### Exercise
Arrange the lines below as a Markdown table with the columns Nr and Line, numbering each row and skipping any blank lines.

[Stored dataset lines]
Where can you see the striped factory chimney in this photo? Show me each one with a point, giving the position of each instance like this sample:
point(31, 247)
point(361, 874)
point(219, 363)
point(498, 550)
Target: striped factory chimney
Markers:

### Task answer
| Nr | Line |
|---|---|
| 1 | Where can you see the striped factory chimney in this photo? Show me each one with a point, giving the position of each instance like this sample: |
| 2 | point(31, 247) |
| 3 | point(361, 874) |
| 4 | point(219, 363) |
| 5 | point(498, 550) |
| 6 | Target: striped factory chimney |
| 7 | Markers: |